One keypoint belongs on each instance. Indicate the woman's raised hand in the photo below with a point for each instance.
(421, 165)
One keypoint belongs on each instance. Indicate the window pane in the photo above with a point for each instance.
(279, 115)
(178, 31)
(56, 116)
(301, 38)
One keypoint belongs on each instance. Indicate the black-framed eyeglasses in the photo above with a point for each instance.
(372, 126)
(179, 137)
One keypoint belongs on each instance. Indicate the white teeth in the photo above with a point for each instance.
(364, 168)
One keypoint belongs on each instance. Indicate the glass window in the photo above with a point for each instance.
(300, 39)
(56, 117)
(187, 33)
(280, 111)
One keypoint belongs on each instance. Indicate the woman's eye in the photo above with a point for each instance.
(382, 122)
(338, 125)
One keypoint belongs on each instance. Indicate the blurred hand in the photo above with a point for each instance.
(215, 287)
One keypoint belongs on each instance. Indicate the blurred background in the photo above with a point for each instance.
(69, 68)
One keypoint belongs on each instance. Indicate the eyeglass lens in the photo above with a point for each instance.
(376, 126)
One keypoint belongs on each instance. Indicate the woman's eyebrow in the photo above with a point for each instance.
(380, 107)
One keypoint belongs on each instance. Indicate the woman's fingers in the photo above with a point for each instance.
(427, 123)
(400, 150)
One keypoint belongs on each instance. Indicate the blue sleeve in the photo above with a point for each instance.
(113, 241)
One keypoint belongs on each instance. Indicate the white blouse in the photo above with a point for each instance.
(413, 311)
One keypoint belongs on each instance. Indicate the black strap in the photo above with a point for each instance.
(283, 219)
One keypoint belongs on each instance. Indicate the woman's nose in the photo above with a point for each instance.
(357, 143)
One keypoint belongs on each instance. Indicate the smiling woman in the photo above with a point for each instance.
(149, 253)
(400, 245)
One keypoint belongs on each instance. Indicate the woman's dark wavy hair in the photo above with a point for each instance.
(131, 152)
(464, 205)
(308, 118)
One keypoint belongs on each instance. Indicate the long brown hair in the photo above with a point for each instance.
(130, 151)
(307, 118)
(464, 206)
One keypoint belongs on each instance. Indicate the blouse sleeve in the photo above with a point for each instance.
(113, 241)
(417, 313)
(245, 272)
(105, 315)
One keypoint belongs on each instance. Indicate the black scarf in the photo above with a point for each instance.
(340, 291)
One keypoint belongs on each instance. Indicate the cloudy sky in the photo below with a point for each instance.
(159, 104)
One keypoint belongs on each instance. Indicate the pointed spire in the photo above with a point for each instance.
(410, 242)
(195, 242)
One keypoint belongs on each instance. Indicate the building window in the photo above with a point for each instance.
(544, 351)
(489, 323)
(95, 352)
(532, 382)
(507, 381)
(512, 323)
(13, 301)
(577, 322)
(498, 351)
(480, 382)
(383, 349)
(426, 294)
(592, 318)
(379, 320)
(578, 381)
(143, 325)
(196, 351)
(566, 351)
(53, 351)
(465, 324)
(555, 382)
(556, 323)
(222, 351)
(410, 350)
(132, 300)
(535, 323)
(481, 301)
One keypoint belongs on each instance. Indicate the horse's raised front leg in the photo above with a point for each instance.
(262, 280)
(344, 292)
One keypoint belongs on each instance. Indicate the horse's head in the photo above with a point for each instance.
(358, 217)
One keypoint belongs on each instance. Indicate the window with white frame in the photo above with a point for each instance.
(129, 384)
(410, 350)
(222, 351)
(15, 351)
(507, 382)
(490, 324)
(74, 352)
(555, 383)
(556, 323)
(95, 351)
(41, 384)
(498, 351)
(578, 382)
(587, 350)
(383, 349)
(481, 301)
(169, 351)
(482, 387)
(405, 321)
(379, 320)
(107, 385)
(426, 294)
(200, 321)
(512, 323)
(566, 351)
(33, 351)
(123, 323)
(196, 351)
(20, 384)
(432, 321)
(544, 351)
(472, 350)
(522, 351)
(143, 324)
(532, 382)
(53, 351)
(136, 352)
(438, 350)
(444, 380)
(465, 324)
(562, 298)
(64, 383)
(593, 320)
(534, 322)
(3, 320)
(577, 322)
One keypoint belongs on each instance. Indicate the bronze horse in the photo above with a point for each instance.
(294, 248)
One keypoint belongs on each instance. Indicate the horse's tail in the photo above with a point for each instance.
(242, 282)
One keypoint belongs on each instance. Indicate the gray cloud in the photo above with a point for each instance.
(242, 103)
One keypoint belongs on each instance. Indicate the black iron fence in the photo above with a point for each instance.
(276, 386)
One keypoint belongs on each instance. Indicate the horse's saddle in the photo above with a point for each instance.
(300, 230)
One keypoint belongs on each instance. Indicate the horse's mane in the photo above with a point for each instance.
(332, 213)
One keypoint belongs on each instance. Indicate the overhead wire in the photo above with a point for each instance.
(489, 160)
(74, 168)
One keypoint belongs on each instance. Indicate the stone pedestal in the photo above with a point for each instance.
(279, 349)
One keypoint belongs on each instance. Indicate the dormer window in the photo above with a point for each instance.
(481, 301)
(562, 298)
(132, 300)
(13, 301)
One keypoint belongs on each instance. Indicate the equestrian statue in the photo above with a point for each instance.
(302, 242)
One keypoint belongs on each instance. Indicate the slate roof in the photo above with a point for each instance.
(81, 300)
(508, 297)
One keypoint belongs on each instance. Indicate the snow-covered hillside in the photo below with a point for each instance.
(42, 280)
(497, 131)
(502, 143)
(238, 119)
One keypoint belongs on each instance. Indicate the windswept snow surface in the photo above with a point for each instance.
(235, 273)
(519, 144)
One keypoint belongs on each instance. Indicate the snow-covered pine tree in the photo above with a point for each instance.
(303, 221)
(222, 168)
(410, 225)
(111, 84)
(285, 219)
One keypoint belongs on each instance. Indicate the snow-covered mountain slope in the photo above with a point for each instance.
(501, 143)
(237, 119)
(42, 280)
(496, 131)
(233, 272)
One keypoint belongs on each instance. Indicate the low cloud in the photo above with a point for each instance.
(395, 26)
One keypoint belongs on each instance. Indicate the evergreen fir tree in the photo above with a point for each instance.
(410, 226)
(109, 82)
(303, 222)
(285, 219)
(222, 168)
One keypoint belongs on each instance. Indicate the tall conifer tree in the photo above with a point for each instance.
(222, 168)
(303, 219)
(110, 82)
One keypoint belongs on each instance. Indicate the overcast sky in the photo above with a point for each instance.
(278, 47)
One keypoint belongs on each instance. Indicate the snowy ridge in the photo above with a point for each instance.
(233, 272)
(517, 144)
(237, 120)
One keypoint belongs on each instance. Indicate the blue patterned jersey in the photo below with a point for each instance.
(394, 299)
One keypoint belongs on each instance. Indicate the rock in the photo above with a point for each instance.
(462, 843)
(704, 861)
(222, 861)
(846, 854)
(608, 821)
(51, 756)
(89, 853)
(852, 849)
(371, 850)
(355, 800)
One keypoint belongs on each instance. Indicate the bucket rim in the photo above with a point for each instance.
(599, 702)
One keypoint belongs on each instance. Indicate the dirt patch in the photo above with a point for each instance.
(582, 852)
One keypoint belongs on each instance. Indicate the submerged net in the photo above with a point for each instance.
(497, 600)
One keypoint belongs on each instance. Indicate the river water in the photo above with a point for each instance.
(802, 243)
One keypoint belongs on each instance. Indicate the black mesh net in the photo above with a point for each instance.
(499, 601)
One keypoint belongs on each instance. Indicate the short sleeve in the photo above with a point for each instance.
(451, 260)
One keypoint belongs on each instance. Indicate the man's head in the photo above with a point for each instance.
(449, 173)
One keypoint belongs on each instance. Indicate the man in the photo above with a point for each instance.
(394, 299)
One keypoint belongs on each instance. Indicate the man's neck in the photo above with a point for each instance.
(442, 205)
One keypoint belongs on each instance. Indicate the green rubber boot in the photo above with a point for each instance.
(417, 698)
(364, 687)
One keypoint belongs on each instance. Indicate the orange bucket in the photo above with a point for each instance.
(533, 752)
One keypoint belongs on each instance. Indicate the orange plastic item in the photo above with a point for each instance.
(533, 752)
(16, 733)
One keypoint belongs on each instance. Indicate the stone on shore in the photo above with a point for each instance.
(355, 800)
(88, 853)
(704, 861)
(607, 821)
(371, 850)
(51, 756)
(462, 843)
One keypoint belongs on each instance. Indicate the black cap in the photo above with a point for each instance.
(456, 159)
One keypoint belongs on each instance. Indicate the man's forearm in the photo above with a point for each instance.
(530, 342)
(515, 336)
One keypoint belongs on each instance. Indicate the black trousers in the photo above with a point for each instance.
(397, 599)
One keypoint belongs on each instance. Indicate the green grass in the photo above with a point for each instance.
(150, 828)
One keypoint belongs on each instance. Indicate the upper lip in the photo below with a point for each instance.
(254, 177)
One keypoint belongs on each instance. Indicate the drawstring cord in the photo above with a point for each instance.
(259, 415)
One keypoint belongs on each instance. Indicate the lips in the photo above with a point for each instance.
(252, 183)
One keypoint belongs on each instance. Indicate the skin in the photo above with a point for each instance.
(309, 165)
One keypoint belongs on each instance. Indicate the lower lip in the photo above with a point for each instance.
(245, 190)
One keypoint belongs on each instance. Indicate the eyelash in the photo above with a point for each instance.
* * *
**Directions for this task**
Extract, verbatim, the lines from the one containing "One keypoint belongs on each instance. Indicate the man's head" through the last line of the listing above.

**Output of the exercise**
One keypoint belongs on each instance. Indicate the man's head in the photo above with a point for each instance.
(449, 173)
One keypoint belongs on each instance. Indicate the man in the photo above with a point for each instance.
(394, 299)
One keypoint belongs on each instance. Indicate the man's neck in the photo above with a point for each instance.
(442, 205)
One keypoint belongs on each instance. Indicate the green rubber boot in the photo above with a point for each instance.
(417, 698)
(364, 687)
One keypoint belongs on each instance. Indicate the orange bucket in the photo above with a point for each instance.
(533, 752)
One keypoint belongs on each instance. Indicate the orange plastic item in the photo above with a point for each instance.
(533, 752)
(16, 733)
One keypoint belongs on each instance. Indicate the stone on shore in the photo above with a point for each instance.
(355, 800)
(88, 853)
(704, 861)
(607, 821)
(371, 850)
(51, 756)
(462, 843)
One keypoint belongs on each instance. Indicate the black cap in the photo above with a point for each instance.
(456, 159)
One keypoint belongs on each instance. Indicate the man's forearm in the photo above with a point for each instance.
(530, 342)
(515, 336)
One keypoint belongs on each instance. Indicate the black trousers in the photo above with a point for each instance.
(397, 599)
One keypoint belongs on each instance. Indicate the green grass in the photo above with a point for each instance.
(150, 828)
One keypoint belongs on each instance. Indicate the upper lip in the photo below with a point for each instance.
(254, 177)
One keypoint belongs on each instance. Indicate the drawstring cord in the photo above with a point for each instance.
(259, 415)
One keypoint belongs on each instance. Indicate the lips in the photo above with a point for each instance.
(252, 183)
One keypoint belongs on each instance. Indicate the skin in the photo above with a point for each instance.
(309, 165)
One keypoint belongs on each instance. Indicate the lower lip in the photo above with a point for each instance.
(245, 190)
One keypoint belongs on each instance. Indicate the eyelash in the photo above with a point for each instance.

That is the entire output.